**Tarefa 1**
Traduza para inglês esta frase do relato sobre o caso de assédio sexual: "A MAGG falou com a jovem natural do Porto sobre o que se passou."
**Tarefa 2**
Prossiga o relato sobre o caso de assédio sexual a partir da última frase apresentada.

**Texto fornecido**
O que começou como assédio sexual, que chegava em violência verbal, disfarçada dos clássicos "piropos", culminou em agressões físicas e numa situação de desespero em que a busca por auxílio foi tudo menos produtiva. Aquilo que este grupo de amigos viveu tornou-se público a 15 de junho, quando Mariana Gomes publicou um vídeo de 9 minutos no seu Instagram a reviver os acontecimentos.

A MAGG falou com a jovem natural do Porto sobre o que se passou. Depois de se aperceberem de que estavam a ser vítimas de assédio sexual, sentiram-se "desconfortáveis". "A nossa intuição dizia-nos para ignorar, porque estávamos com algum receio do que podia acontecer", admite a jovem, que, a certa altura, se fartou de não intervir.

Do assédio sexual à violência física

"Não tenho muita paciência para estas situações. Esperei um pouco para ver se eles paravam com os piropos, mas eles não pararam, então eu perguntei-lhes 'E se fossem para a puta que vos pariu?'. Eles mandaram-me a mim de volta", contou, referindo ter assumido uma "linguagem muito irónica".

De seguida, um dos dois homens perguntou: "Vais dizer-me que também és feminista, é isso?". "Claro que sou. E aquilo que vocês estão a fazer é crime, é assédio sexual. Pedia-vos imenso para saírem daqui e pararem com esta situação", apelou. Um dos rapazes, "num forte ato de masculinidade", lembrou: "Eu sou homem".

Fê-lo, de acordo com a estudante de Direito, "num tom condescendente e preponderante, para tentar justificar aquilo que estava a fazer e, de certa forma, para se superiorizar". Mariana apelidou-os de "machistas" e, pouco depois, apareceu um grupo de "cerca de 15 pessoas", aparentemente amigos dos dois primeiros.

**Dados para análise**
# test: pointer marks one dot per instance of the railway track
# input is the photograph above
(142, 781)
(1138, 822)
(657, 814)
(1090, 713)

**Resposta 1**
MAGG spoke with the young woman from Porto about what happened.

**Resposta 2**
"O que é que se está a passar aqui?", perguntou, "num tom mais agressivo", uma das raparigas que agora chegavam. Mariana explicou o que se estava a passar e ouviu de volta "Mas o assédio é normal". "Eu não consegui falar mais com ela", avança à MAGG. De seguida, Mariana testemunha outra das raparigas a puxar os cabelos a uma das suas amigas.

O conflito tinha escalado para a violência física. Essa mesma rapariga ainda consegue dar um pontapé na cara da amiga de Mariana, que entretanto consegue afastar a agressora. "A minha reação foi pegar no meu telemóvel para ligar à polícia, mas não tive tempo sequer de pesquisar o número. Um dos rapazes tirou-me o telemóvel da mão", continua a contar-nos.

"Não era uma questão de raça, era de machismo, e o machismo não tem propriamente raça"

Tentou reaver o telemóvel, mas sem sucesso, apenas regressando à sua posse "no final disto tudo". "Decidi dar-lhe um estalo, porque estava a sentir-me completamente impotente", confessa. Em reação, uma rapariga dirige-se a Mariana para lhe dar um soco na cara, mas Mariana consegue defender-se. A partir daqui, Mariana foi apelidada de racista.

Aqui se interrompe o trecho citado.